SET PROBLEM →
Please locate every line in the records below that contains the string "green" and copy each of those lines. Case matters when matching.

****************

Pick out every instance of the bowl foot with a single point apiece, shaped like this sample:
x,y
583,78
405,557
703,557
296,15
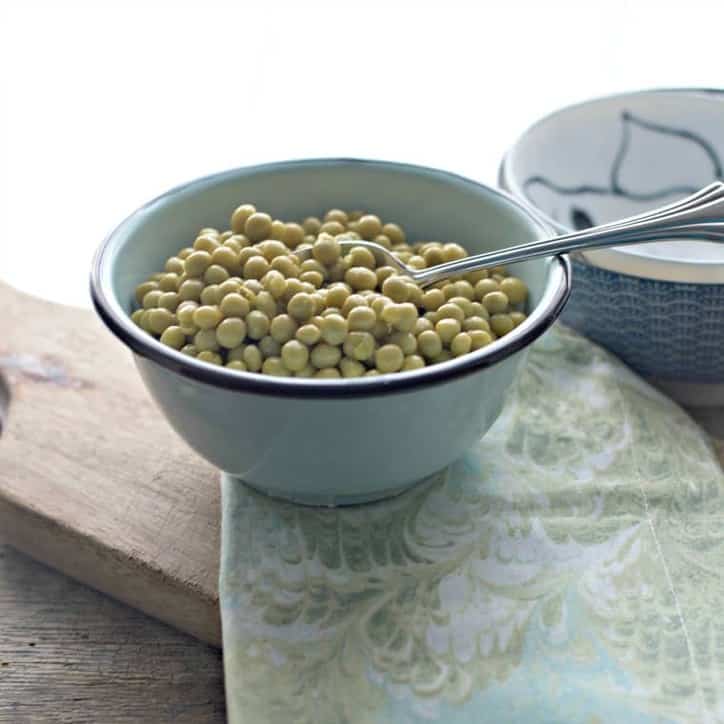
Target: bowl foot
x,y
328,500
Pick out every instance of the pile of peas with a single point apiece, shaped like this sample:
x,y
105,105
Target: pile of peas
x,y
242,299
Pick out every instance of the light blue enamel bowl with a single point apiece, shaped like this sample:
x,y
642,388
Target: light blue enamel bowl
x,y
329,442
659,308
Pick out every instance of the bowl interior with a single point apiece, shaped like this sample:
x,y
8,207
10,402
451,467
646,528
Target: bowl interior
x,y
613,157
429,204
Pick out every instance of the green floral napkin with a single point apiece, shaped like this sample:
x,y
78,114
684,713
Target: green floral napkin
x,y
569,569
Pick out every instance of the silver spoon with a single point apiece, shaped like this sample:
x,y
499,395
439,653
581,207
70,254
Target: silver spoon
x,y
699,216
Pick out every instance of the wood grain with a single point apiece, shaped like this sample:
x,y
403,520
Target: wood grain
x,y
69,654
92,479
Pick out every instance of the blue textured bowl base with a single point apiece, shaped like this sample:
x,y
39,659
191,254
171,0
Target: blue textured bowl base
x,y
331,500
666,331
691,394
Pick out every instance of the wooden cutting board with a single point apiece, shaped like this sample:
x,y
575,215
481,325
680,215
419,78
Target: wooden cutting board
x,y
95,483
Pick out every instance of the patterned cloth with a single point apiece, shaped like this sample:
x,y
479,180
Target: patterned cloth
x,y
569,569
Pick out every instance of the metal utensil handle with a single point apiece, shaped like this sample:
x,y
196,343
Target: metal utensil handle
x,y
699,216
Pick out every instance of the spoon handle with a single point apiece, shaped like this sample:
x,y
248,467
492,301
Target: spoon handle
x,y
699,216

****************

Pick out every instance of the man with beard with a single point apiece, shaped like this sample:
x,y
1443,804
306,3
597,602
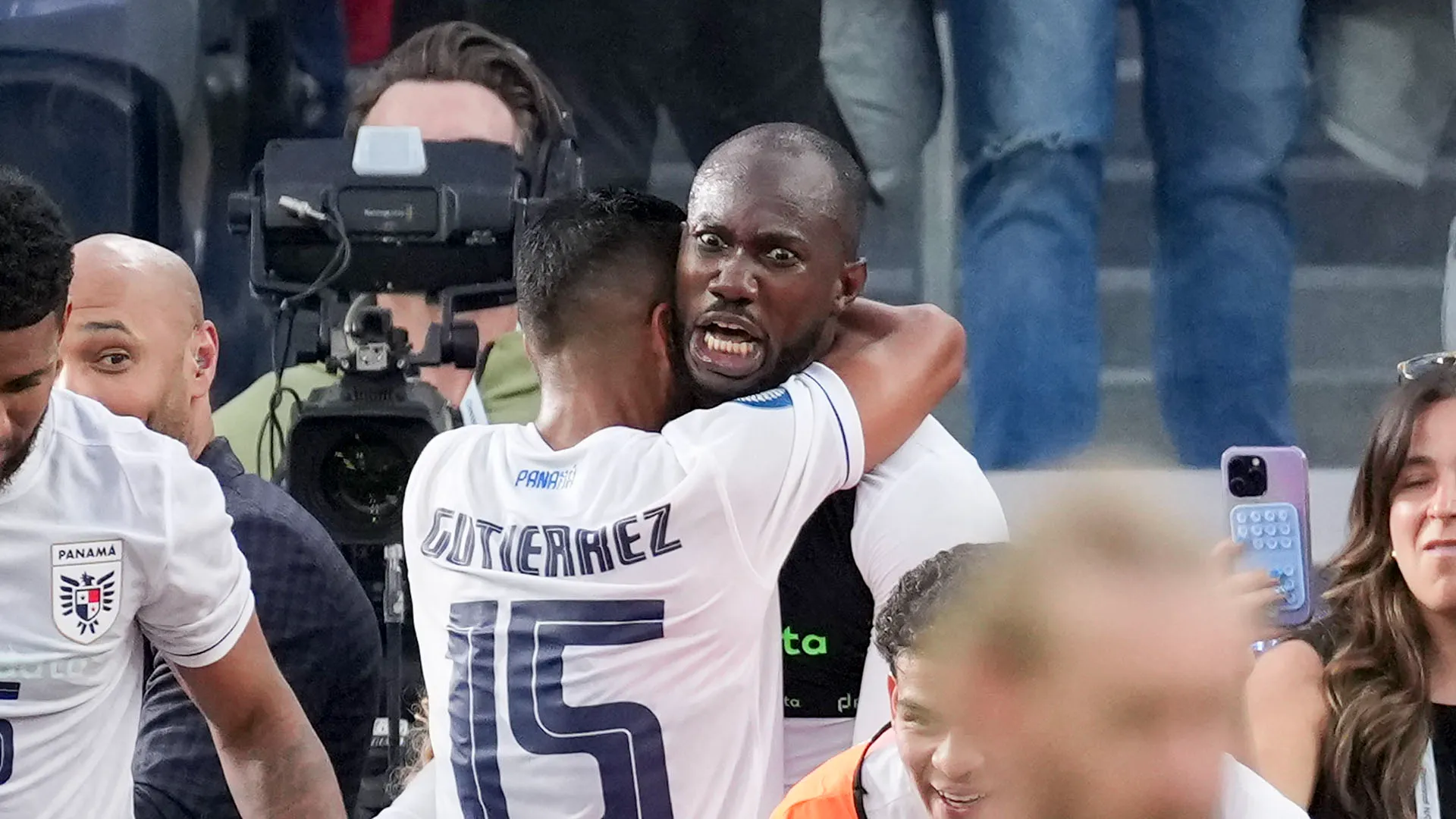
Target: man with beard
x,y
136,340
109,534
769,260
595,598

****************

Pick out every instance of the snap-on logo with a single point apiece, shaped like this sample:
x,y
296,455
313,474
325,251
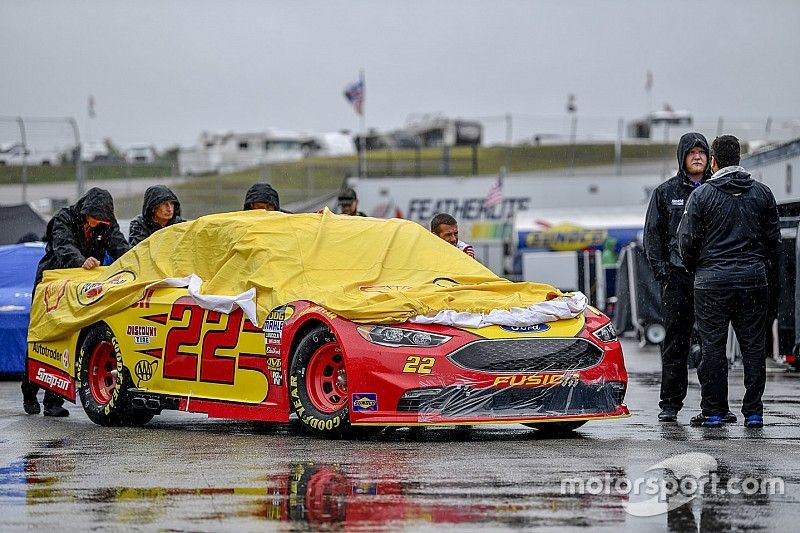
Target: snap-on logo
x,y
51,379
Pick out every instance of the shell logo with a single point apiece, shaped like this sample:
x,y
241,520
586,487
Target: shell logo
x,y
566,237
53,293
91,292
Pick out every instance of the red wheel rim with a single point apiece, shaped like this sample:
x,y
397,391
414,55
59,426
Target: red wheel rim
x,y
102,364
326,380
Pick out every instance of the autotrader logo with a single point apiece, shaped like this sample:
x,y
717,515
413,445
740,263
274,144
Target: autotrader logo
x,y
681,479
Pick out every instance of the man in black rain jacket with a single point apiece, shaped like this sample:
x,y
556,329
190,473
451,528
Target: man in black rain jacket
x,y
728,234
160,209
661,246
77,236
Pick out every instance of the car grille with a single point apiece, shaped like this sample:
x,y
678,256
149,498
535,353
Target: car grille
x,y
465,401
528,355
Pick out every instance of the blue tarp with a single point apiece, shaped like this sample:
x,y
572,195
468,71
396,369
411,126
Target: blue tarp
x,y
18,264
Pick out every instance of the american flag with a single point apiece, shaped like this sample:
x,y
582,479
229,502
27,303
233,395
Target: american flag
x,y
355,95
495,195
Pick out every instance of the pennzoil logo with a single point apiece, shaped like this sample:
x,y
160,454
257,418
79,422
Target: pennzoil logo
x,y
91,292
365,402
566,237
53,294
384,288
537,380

****************

ANSWER BELOW →
Pick out every instance of the green floral napkin with a single point apiece, shaped like this sample:
Target: green floral napkin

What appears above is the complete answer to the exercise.